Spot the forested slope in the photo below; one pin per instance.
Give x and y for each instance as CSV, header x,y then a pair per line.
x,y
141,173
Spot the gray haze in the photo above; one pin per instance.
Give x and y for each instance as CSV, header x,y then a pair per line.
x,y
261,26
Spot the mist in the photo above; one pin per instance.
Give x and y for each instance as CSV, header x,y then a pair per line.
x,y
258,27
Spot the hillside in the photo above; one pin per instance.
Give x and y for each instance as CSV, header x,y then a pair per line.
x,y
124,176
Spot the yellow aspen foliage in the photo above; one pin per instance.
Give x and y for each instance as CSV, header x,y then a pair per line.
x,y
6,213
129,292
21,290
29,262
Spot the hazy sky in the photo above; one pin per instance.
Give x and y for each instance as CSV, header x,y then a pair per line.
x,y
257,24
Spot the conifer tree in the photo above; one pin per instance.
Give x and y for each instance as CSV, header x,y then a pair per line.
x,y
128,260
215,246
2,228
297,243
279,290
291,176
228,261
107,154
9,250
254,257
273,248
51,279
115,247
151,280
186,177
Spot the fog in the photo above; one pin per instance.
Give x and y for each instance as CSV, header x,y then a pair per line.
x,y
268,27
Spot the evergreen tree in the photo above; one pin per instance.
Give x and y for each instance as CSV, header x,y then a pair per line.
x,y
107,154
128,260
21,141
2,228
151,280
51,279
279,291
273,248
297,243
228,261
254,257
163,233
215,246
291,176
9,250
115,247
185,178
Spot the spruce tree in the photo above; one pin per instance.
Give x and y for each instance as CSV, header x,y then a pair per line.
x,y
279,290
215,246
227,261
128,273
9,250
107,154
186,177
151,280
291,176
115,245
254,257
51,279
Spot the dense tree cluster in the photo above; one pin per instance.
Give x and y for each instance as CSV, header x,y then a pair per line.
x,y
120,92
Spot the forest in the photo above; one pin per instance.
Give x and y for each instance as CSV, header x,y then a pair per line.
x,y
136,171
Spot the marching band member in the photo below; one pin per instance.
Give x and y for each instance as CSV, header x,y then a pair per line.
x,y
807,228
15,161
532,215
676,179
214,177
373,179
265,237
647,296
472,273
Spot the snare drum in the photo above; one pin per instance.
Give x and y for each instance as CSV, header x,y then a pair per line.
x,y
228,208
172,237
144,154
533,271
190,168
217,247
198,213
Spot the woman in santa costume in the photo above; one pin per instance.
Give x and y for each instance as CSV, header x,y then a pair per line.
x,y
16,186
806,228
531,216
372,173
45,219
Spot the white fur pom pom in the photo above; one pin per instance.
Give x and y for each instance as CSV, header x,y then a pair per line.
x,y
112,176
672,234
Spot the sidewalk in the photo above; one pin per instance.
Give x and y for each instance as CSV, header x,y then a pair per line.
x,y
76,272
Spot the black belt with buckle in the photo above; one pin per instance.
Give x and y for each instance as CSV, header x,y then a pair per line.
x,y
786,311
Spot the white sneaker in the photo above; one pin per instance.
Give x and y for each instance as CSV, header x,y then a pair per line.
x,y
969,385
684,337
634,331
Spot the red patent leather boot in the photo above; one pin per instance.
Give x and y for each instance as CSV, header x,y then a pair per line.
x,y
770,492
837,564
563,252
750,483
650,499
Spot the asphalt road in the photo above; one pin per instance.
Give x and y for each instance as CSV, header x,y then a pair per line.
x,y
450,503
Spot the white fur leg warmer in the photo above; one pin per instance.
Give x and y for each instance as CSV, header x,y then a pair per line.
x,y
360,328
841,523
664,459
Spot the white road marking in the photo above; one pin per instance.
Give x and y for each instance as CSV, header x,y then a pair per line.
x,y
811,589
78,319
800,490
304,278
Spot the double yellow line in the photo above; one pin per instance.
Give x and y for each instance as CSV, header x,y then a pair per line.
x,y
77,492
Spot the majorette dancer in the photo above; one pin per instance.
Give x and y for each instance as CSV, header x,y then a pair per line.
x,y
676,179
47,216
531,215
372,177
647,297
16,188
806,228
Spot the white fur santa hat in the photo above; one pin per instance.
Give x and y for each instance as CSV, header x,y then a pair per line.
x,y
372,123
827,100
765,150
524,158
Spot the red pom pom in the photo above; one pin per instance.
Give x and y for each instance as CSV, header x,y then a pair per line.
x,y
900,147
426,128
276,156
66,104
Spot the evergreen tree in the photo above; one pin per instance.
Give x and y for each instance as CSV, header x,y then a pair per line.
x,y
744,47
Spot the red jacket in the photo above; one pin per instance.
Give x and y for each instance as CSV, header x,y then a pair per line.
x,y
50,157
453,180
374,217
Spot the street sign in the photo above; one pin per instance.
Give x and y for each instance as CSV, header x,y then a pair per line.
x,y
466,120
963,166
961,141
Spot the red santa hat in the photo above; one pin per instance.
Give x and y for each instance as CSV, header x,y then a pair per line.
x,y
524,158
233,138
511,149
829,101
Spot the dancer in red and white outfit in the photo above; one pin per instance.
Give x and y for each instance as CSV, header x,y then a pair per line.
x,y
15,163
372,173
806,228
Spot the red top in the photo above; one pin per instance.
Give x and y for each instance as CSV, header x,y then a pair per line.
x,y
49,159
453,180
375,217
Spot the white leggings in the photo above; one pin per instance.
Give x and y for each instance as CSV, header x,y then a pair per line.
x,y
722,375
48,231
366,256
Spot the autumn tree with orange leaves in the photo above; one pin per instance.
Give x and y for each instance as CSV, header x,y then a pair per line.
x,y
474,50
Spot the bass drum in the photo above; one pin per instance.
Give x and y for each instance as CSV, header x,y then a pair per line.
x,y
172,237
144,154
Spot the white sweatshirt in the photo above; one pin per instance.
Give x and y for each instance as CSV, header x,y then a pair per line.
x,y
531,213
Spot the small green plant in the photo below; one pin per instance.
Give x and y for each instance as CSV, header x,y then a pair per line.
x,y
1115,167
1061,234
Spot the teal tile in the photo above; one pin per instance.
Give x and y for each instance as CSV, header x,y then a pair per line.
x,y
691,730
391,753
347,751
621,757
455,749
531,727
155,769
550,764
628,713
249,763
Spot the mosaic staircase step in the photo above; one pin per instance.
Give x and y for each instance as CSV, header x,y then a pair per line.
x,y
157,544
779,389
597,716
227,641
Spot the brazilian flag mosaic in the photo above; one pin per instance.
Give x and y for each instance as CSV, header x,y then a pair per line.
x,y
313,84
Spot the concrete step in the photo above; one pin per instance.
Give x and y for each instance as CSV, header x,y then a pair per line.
▬▬▬▬▬▬
### Written instruction
Arrange the lines of the data above, from the line containing "Spot the teal" through the end of the data, as a Markdown table with the columns No. and Text. Put each line's running number under No. and the line under Text, leaving out blank lines.

### The output
| No. | Text |
|---|---|
| 1 | Spot the teal tile in the photo above; one pin per instance. |
| 2 | Give x and y for each instance as CSV, header x,y then a pair per line. |
| 3 | x,y |
| 4 | 691,730 |
| 5 | 391,753 |
| 6 | 347,751 |
| 7 | 621,757 |
| 8 | 455,749 |
| 9 | 531,727 |
| 10 | 155,769 |
| 11 | 550,764 |
| 12 | 628,713 |
| 13 | 249,763 |
| 14 | Spot the mosaic staircase step in the photo above; one pin per instance. |
| 15 | Give x and y for each instance as CSV, header x,y then a pair per line. |
| 16 | x,y |
| 17 | 157,544 |
| 18 | 779,389 |
| 19 | 597,716 |
| 20 | 227,641 |
| 21 | Spot the brazilian flag mosaic in the photo above; one pin per instance. |
| 22 | Give x and y for each instance as CSV, header x,y then a pair per line. |
| 23 | x,y |
| 24 | 313,84 |
| 25 | Spot the concrete step in the photo above; one pin per instance. |
| 26 | Give x and y for each instance as CSV, header x,y then a pair per line. |